Understanding Youth Development Work
This paper defines youth development in clear, practical terms. Written by Joyce Walker and Trudy Dunham on behalf of the faculty at the Center for 4-H Youth Development, University of Minnesota, 270b McNamera Center, 200 Oak Street SE, Minneapolis, MN 55455. Phone: 612-624-2116 or 1-800-444-4238.
What is Youth Development?
Youth development is the process of growing up and developing one's capacities in positive ways. This typically takes place in the context of the family, the peer group, the school, and the neighborhood or community.
Many young people do not have the advantages that promote optimal, healthy development of the body, mind, and spirit. Many youth do not have opportunities to experience positive stimulation for growth or nurturing support from family, friends, and community. Youth development is a natural process, but it cannot be left to chance. As the Youth Development Committee of the Lilly Endowment noted (Pittman, June 1991):
"Youth development ought not to be viewed as a happenstance matter. While children can, and often do, make the best of difficult circumstances, they cannot be sustained and helped to grow by chance arrangements or makeshift events. Something far more intentional is required: a place, a league, a form of association, a gathering of people where value is placed on continuity, predictability, history, tradition, and a chance to test out new behaviors."

Data listing:
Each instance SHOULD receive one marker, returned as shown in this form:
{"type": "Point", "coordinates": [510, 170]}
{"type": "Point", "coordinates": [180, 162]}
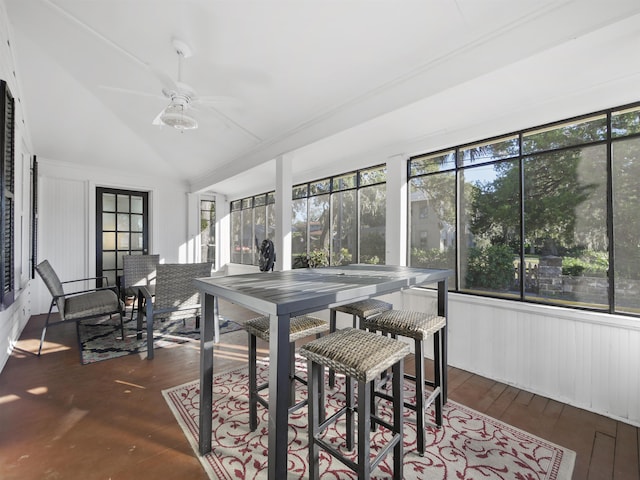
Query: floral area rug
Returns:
{"type": "Point", "coordinates": [469, 446]}
{"type": "Point", "coordinates": [100, 339]}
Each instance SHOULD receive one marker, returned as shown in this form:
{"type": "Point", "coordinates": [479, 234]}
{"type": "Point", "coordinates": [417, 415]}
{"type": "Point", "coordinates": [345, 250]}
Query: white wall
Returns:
{"type": "Point", "coordinates": [14, 318]}
{"type": "Point", "coordinates": [66, 226]}
{"type": "Point", "coordinates": [587, 359]}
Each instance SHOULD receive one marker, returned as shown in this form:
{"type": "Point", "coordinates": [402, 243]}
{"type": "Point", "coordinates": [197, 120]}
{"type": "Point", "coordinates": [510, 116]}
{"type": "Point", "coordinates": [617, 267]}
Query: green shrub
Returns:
{"type": "Point", "coordinates": [490, 267]}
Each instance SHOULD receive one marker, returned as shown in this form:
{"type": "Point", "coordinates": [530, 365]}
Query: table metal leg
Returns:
{"type": "Point", "coordinates": [278, 395]}
{"type": "Point", "coordinates": [443, 290]}
{"type": "Point", "coordinates": [209, 312]}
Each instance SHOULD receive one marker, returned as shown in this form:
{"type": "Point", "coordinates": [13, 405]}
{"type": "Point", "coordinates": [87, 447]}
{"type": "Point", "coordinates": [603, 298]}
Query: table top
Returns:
{"type": "Point", "coordinates": [310, 289]}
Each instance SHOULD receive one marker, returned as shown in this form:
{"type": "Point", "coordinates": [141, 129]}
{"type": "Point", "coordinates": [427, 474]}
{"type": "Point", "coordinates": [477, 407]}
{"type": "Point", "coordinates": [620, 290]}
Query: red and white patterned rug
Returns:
{"type": "Point", "coordinates": [469, 446]}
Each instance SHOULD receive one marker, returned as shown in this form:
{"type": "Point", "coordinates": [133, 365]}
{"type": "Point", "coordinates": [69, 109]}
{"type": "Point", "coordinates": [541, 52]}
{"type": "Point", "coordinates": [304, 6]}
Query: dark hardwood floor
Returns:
{"type": "Point", "coordinates": [108, 420]}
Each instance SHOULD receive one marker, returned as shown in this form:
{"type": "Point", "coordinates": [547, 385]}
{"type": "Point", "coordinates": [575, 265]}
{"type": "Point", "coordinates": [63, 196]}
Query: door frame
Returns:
{"type": "Point", "coordinates": [147, 228]}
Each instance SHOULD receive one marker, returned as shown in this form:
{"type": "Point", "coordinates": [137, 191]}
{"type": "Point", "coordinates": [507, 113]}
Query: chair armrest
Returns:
{"type": "Point", "coordinates": [70, 294]}
{"type": "Point", "coordinates": [144, 291]}
{"type": "Point", "coordinates": [106, 279]}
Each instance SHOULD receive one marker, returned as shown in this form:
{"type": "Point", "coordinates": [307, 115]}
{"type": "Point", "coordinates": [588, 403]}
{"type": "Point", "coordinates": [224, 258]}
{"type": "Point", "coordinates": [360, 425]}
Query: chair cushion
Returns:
{"type": "Point", "coordinates": [300, 327]}
{"type": "Point", "coordinates": [89, 304]}
{"type": "Point", "coordinates": [416, 325]}
{"type": "Point", "coordinates": [355, 353]}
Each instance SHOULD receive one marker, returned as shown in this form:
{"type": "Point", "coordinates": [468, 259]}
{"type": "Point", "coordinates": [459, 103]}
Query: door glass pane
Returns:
{"type": "Point", "coordinates": [108, 202]}
{"type": "Point", "coordinates": [137, 205]}
{"type": "Point", "coordinates": [123, 241]}
{"type": "Point", "coordinates": [109, 260]}
{"type": "Point", "coordinates": [115, 222]}
{"type": "Point", "coordinates": [136, 241]}
{"type": "Point", "coordinates": [108, 221]}
{"type": "Point", "coordinates": [123, 222]}
{"type": "Point", "coordinates": [111, 277]}
{"type": "Point", "coordinates": [137, 223]}
{"type": "Point", "coordinates": [108, 241]}
{"type": "Point", "coordinates": [123, 203]}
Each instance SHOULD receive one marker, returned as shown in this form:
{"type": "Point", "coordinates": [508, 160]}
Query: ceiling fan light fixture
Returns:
{"type": "Point", "coordinates": [175, 116]}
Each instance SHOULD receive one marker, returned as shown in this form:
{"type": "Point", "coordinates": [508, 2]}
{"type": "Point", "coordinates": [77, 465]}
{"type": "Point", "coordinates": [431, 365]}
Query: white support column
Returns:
{"type": "Point", "coordinates": [396, 226]}
{"type": "Point", "coordinates": [193, 222]}
{"type": "Point", "coordinates": [223, 231]}
{"type": "Point", "coordinates": [284, 184]}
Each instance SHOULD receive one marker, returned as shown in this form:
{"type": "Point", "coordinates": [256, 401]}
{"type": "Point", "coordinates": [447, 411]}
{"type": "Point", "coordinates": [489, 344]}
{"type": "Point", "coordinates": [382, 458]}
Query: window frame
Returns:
{"type": "Point", "coordinates": [7, 195]}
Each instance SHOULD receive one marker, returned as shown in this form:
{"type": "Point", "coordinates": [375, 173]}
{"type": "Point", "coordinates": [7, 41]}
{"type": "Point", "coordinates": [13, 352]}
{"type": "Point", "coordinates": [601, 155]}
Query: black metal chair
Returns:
{"type": "Point", "coordinates": [176, 297]}
{"type": "Point", "coordinates": [78, 305]}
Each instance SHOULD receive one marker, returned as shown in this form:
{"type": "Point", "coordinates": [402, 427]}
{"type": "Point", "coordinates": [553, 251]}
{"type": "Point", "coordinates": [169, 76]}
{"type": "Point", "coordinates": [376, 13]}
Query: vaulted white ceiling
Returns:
{"type": "Point", "coordinates": [334, 82]}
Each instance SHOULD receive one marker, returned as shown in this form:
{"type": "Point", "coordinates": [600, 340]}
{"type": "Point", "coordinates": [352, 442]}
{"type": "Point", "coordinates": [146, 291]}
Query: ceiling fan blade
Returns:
{"type": "Point", "coordinates": [166, 81]}
{"type": "Point", "coordinates": [129, 91]}
{"type": "Point", "coordinates": [157, 121]}
{"type": "Point", "coordinates": [220, 100]}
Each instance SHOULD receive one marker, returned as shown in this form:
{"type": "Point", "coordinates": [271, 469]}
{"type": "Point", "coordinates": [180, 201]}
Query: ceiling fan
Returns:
{"type": "Point", "coordinates": [181, 96]}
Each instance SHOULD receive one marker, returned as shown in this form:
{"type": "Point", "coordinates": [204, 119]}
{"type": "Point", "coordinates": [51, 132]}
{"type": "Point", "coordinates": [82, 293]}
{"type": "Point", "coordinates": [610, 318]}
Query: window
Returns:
{"type": "Point", "coordinates": [548, 215]}
{"type": "Point", "coordinates": [7, 205]}
{"type": "Point", "coordinates": [340, 220]}
{"type": "Point", "coordinates": [208, 231]}
{"type": "Point", "coordinates": [252, 221]}
{"type": "Point", "coordinates": [372, 198]}
{"type": "Point", "coordinates": [432, 200]}
{"type": "Point", "coordinates": [334, 221]}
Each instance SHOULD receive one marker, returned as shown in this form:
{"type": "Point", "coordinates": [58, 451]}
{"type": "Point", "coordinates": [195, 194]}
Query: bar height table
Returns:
{"type": "Point", "coordinates": [281, 295]}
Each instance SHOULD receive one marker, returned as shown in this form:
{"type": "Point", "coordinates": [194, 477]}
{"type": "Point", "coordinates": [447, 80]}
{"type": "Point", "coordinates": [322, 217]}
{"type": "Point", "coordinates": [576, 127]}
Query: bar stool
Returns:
{"type": "Point", "coordinates": [360, 310]}
{"type": "Point", "coordinates": [300, 327]}
{"type": "Point", "coordinates": [361, 356]}
{"type": "Point", "coordinates": [419, 326]}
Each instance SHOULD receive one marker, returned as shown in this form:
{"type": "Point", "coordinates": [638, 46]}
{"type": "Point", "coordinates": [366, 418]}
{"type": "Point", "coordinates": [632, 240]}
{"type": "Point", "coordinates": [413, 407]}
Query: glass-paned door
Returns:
{"type": "Point", "coordinates": [207, 231]}
{"type": "Point", "coordinates": [121, 229]}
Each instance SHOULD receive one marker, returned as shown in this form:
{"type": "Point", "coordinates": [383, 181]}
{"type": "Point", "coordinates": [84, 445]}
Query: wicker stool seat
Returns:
{"type": "Point", "coordinates": [360, 310]}
{"type": "Point", "coordinates": [300, 327]}
{"type": "Point", "coordinates": [362, 357]}
{"type": "Point", "coordinates": [419, 326]}
{"type": "Point", "coordinates": [364, 308]}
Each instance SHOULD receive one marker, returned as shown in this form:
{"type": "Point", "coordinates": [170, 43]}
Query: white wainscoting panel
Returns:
{"type": "Point", "coordinates": [586, 359]}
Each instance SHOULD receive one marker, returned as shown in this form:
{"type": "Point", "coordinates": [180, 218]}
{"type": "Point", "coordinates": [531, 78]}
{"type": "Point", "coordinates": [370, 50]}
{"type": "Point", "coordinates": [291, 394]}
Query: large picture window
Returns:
{"type": "Point", "coordinates": [334, 221]}
{"type": "Point", "coordinates": [252, 221]}
{"type": "Point", "coordinates": [7, 197]}
{"type": "Point", "coordinates": [548, 215]}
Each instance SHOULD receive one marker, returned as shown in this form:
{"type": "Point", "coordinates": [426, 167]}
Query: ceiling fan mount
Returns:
{"type": "Point", "coordinates": [180, 95]}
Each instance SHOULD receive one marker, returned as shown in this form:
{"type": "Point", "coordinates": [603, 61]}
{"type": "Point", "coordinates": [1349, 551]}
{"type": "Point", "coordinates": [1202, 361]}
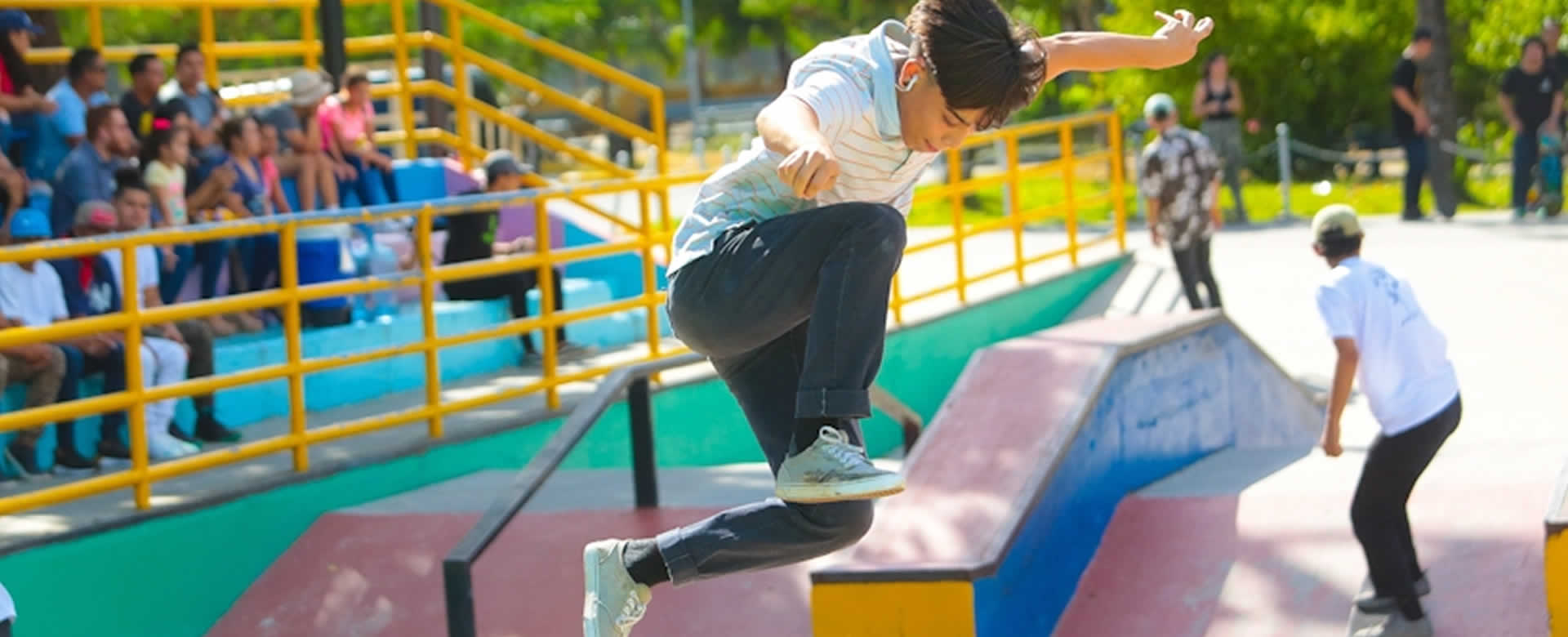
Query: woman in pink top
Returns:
{"type": "Point", "coordinates": [347, 136]}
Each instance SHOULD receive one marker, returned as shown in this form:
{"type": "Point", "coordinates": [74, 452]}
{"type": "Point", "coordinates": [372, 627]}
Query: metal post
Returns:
{"type": "Point", "coordinates": [645, 482]}
{"type": "Point", "coordinates": [333, 35]}
{"type": "Point", "coordinates": [1283, 131]}
{"type": "Point", "coordinates": [460, 599]}
{"type": "Point", "coordinates": [430, 20]}
{"type": "Point", "coordinates": [693, 82]}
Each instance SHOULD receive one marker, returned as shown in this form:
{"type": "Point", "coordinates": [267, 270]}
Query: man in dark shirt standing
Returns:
{"type": "Point", "coordinates": [1410, 119]}
{"type": "Point", "coordinates": [1532, 100]}
{"type": "Point", "coordinates": [470, 236]}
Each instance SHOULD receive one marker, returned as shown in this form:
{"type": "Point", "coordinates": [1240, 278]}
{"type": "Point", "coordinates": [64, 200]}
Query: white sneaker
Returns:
{"type": "Point", "coordinates": [833, 470]}
{"type": "Point", "coordinates": [163, 446]}
{"type": "Point", "coordinates": [1396, 625]}
{"type": "Point", "coordinates": [612, 601]}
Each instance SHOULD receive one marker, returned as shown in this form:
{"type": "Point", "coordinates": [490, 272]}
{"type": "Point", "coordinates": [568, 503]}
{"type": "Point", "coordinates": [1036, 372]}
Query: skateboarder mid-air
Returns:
{"type": "Point", "coordinates": [1385, 339]}
{"type": "Point", "coordinates": [782, 272]}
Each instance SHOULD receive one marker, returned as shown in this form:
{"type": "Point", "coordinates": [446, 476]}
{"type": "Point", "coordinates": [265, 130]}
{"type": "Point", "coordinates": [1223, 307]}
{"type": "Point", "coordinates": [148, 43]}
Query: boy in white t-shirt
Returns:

Short exercise 1 » Transcribe the part of the youth development paper that begins at the words "Understanding Youth Development" and stops after "neighborhood or community.".
Short exercise 2 » Gather every line of the records that contains the word "dark". Case counts.
The youth development paper and the records come from separate sources.

Final result 1 »
Understanding Youth Development Work
This paper defines youth development in clear, practical terms. Written by Joyce Walker and Trudy Dunham on behalf of the faculty at the Center for 4-H Youth Development, University of Minnesota, 270b McNamera Center, 200 Oak Street SE, Minneapolis, MN 55455. Phone: 612-624-2116 or 1-800-444-4238.
What is Youth Development?
Youth development is the process of growing up and developing one's capacities in positive ways. This typically takes place in the context of the family, the peer group, the school, and the neighborhood or community.

Final result 2 »
Query: dark hardwood floor
Query: man in dark shirt standing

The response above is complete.